AUFGABE 1
Beantworte zum Text über emotionale Misshandlung:
(a) An welchen öffentlichen Orten kann laut Text jeder die Alltagsverletzungen beobachten?
(b) In welcher Stadt sieht und hört man dem Text zufolge immer wieder, wie Eltern ihre Kinder demütigend zurechtweisen?
(c) Welches Wort nennt der Text entschieden falsch?
AUFGABE 2
Gib aus dem Text über emotionale Misshandlung den Abschnitt von „Über physische Gewalt“ bis „Kind generell reflektieren.“ wortgetreu aus.

QUELLENAUSZUG
-------
Emotionale Misshandlung

Über physische Gewalt gegen Kinder herrscht immer Aufregung.  Völlig zu Recht. Es wäre schlimm, wenn nicht. Wir sollten uns aber AUCH über die psychischen Verletzungen aufregen, die Erwachsene Kindern zufügen. Nicht an Stelle. Nicht besser. Sondern AUCH.  Über die Alltagsverletzungen, die jeder von uns im öffentlichen Raum – sei es in den öffentlichen Verkehrsmitteln, sei es auf der Strasse, in den Parks oder in den Volksschulen – beobachten kann, regt sich kaum jemand auf. Wir müssten dann unsere Einstellung zum Kind generell reflektieren.

„Sei nicht so blöd“, „Halt endlich den Mund“, „Rede nicht so dummes Zeug“, „Sei endlich still“:  Immer wieder kann man in Wien sehen und hören, wie Eltern ihre Kinder auf diese demütigende Weise maßregeln, wenn diese oft harmlos vor sich hin plappern oder einfache Fragen stellen. Maßregeln ist entschieden das falsche Wort. Sie demütigen die Kinder, setzen sie herab, verletzten ihr Ich-Gefühl, schüchtern sie ein – und keiner sagt etwas. Irgendwie gilt das nicht als Verletzung, was da gerade mit einer kleinen Kinderseele passiert.
-------
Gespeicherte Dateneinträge
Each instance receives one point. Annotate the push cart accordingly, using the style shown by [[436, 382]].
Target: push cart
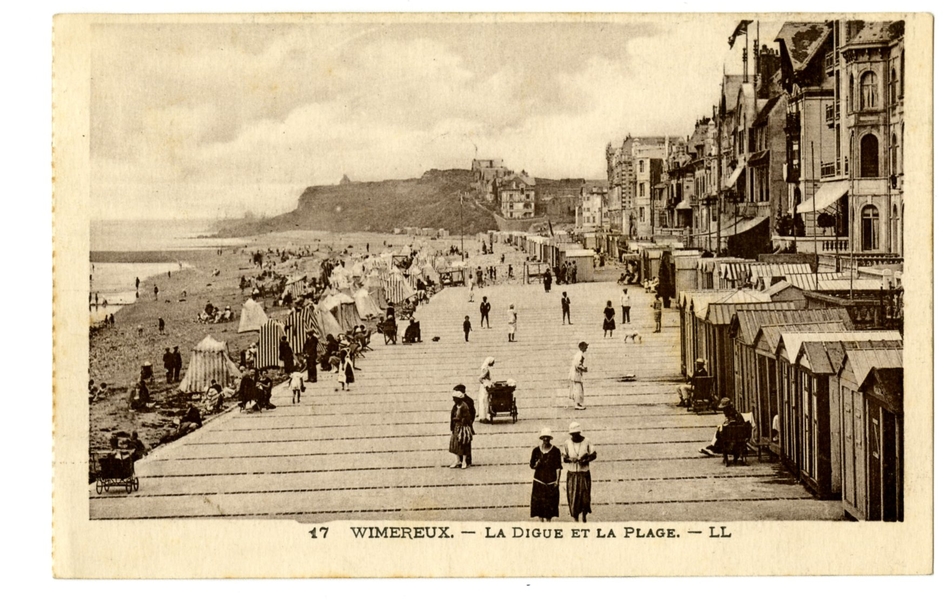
[[501, 399], [114, 471]]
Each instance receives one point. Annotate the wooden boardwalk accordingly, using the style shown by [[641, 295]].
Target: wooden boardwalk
[[380, 451]]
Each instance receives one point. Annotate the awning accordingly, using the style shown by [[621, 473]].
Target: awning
[[734, 177], [827, 195], [743, 225]]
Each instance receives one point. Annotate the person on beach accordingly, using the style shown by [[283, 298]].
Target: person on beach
[[484, 382], [484, 308], [545, 490], [296, 386], [578, 454], [176, 355], [512, 323], [658, 314], [609, 324], [624, 307], [311, 349], [576, 376], [286, 354], [168, 361], [460, 424]]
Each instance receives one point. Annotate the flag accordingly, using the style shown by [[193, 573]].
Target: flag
[[741, 29]]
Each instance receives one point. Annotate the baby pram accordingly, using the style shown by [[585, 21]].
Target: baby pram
[[501, 399], [114, 471]]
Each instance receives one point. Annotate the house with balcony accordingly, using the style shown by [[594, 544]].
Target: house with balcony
[[517, 196]]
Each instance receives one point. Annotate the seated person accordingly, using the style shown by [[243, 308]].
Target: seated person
[[413, 332], [733, 417], [685, 391]]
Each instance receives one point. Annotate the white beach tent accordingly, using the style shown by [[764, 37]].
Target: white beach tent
[[366, 304], [209, 360], [252, 316]]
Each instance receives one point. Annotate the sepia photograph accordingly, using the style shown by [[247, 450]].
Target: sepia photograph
[[495, 277]]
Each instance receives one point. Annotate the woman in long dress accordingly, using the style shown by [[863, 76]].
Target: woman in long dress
[[460, 423], [578, 453], [609, 324], [484, 382], [545, 492]]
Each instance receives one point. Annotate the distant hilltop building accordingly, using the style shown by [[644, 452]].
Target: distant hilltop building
[[489, 168]]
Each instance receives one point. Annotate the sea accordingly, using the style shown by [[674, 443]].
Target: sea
[[112, 284]]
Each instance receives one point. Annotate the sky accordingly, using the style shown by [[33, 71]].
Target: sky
[[217, 119]]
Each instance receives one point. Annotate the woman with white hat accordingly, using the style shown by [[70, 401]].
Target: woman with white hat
[[545, 492], [578, 453]]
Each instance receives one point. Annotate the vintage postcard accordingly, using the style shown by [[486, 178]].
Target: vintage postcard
[[357, 295]]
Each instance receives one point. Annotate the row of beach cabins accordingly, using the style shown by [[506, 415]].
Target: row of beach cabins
[[816, 360], [812, 351]]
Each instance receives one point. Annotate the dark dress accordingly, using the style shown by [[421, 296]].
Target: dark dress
[[545, 497]]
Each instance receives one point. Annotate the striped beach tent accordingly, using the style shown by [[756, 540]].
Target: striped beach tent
[[267, 353], [295, 328], [209, 360]]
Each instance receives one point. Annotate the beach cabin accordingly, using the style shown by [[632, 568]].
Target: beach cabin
[[804, 403], [871, 388], [744, 327], [712, 323]]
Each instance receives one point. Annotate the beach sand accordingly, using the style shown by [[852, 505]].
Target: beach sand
[[117, 353]]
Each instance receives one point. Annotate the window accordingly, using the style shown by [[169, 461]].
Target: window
[[893, 87], [869, 158], [869, 223], [894, 166], [869, 91]]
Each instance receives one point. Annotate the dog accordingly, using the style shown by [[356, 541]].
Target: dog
[[633, 336]]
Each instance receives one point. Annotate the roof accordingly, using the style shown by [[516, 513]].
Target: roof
[[827, 357], [721, 313], [792, 341], [763, 117], [771, 335], [802, 41], [876, 32], [749, 320], [701, 308], [864, 360]]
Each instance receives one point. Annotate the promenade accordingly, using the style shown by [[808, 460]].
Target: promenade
[[380, 451]]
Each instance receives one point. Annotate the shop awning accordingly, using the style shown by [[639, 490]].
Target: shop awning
[[741, 226], [826, 196], [734, 177]]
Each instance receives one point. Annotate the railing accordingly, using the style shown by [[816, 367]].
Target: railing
[[822, 244]]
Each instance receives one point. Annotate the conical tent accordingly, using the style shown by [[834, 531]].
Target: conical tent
[[209, 360], [252, 316], [344, 309], [366, 304]]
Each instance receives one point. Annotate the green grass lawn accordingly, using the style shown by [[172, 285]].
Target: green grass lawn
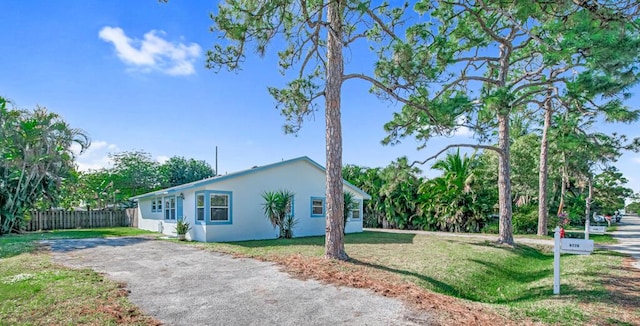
-------
ERGEBNIS 1
(a) In den öffentlichen Verkehrsmitteln, auf der Strasse, in den Parks und in den Volksschulen.
(b) In Wien.
(c) „Maßregeln“.

ERGEBNIS 2
Über physische Gewalt gegen Kinder herrscht immer Aufregung.  Völlig zu Recht. Es wäre schlimm, wenn nicht. Wir sollten uns aber AUCH über die psychischen Verletzungen aufregen, die Erwachsene Kindern zufügen. Nicht an Stelle. Nicht besser. Sondern AUCH.  Über die Alltagsverletzungen, die jeder von uns im öffentlichen Raum – sei es in den öffentlichen Verkehrsmitteln, sei es auf der Strasse, in den Parks oder in den Volksschulen – beobachten kann, regt sich kaum jemand auf. Wir müssten dann unsere Einstellung zum Kind generell reflektieren.